OBJECTIF DE L'EXERCICE:
Poursuivez le texte sur les lacunes du dossier de demande de permis de construire, en reprenant juste après sa dernière phrase.

==== TEXTE DONNÉ

4. La circonstance que le dossier de demande de permis de construire ne comporterait pas l'ensemble des documents exigés par les dispositions du code de l'urbanisme, ou que les documents produits seraient insuffisants, imprécis ou comporteraient des inexactitudes, n'est susceptible d'entacher d'illégalité le permis de construire qui a été accordé que dans le cas où les omissions, inexactitudes ou insuffisances entachant le dossier ont été de nature à fausser l'appréciation portée par l'autorité administrative sur la conformité du projet à la réglementation applicable.

========
==== DONNÉES FOURNIES

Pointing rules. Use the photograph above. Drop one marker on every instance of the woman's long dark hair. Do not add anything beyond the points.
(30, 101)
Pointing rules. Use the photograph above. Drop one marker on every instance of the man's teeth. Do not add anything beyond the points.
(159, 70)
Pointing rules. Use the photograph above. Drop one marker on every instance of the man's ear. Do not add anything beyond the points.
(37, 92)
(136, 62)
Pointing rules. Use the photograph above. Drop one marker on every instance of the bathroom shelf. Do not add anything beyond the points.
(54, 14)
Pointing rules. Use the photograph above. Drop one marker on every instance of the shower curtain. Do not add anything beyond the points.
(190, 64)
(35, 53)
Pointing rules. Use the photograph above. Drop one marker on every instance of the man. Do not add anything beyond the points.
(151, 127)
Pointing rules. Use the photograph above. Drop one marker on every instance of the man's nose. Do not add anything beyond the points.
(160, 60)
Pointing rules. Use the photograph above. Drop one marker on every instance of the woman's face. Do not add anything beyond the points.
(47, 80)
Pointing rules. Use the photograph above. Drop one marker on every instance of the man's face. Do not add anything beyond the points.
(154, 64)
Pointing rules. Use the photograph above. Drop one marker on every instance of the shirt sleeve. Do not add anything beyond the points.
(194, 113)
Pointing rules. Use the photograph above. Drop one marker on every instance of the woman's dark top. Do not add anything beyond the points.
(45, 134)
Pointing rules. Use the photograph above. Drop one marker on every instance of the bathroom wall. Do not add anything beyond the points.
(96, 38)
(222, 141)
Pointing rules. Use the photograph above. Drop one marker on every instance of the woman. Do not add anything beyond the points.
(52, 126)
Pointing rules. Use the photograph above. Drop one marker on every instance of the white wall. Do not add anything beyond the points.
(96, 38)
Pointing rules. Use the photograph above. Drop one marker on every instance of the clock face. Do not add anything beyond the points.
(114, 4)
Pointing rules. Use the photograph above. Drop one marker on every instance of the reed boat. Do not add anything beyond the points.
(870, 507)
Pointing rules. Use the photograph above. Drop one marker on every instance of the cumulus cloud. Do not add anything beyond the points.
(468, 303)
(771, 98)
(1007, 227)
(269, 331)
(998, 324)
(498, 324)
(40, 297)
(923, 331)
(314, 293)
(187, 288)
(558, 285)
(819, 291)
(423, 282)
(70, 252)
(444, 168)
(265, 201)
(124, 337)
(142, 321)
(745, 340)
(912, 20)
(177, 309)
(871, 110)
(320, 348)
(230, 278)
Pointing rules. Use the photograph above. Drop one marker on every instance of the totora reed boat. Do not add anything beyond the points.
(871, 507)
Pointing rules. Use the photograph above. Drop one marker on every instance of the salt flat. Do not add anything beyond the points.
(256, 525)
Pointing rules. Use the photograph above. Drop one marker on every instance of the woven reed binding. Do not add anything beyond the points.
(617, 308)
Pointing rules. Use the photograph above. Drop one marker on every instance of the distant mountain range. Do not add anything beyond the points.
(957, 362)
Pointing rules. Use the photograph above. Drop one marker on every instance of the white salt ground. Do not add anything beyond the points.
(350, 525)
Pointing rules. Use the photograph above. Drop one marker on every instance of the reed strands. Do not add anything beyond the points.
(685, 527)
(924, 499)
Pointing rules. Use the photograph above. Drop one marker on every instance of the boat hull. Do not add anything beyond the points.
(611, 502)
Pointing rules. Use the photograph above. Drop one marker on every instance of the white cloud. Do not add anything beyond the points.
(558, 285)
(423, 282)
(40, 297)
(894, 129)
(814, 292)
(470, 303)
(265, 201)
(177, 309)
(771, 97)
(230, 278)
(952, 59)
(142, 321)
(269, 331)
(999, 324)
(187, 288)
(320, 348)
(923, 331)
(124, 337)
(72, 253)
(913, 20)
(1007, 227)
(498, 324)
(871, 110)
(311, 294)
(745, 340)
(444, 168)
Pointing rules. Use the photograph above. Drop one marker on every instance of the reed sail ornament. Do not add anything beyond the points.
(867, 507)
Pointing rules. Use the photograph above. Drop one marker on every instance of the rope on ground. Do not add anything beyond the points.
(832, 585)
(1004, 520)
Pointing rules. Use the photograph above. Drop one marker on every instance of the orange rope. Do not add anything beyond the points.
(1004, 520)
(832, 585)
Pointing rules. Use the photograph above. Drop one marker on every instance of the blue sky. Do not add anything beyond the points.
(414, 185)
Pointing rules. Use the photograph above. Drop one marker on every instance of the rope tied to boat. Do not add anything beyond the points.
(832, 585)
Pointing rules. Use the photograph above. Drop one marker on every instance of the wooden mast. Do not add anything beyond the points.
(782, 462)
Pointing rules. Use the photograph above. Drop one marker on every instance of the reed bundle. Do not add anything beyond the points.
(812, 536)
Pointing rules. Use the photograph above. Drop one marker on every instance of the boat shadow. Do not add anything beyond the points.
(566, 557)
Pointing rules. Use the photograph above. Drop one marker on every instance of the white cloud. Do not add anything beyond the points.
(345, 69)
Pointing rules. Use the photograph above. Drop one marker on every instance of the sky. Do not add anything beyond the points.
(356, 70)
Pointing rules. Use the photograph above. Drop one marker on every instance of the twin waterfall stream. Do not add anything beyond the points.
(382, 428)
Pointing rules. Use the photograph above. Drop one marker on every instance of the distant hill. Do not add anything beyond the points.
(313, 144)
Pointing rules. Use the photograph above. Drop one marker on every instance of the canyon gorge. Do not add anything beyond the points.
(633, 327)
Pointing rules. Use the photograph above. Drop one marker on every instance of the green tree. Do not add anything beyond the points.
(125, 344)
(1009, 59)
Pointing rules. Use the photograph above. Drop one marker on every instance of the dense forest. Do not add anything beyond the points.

========

RÉPONSE ATTENDUE:
5. Il ressort des pièces du dossier que la demande d'autorisation d'exploitation commerciale déposée par la SNC Lidl contenait des plans et des photographies permettant d'apprécier l'insertion du projet dans son environnement, en tenant compte notamment du projet de déplacement de la galerie commerciale, ainsi que des éléments de comptage des flux de circulation existants sur le réseau viaire aux abords du projet et d'évaluation de l'incidence du flux supplémentaire estimé. En outre, le dossier soumis à l'avis de la Commission nationale d'aménagement commercial comprenait une description des dispositifs prévus pour limiter la consommation d'énergie et renforcer l'isolation thermique du bâtiment, pour le recours aux énergies renouvelables et la valorisation des déchets d'activité, Par ailleurs, contrairement à ce que soutient la société Casino, et alors que le dossier de demande comporte le bilan des émissions de gaz à effet de serre générées par l'activité du bâtiment tel que prévu par le I de l'article L. 229-25 du code de l'environnement, ces dispositions n'imposaient pas que le dossier comporte une évaluation des émissions de gaz à effet de serre induites par l'opération de démolition-reconstruction, ni du devenir des déchets liés à l'opération de démolition. Ainsi, les sociétés requérantes ne sont pas fondées à soutenir que les membres de la Commission n'auraient pas été mis en mesure de se prononcer en toute connaissance de cause sur le projet en cause en raison du caractère incomplet du dossier de demande d'autorisation d'exploitation commerciale.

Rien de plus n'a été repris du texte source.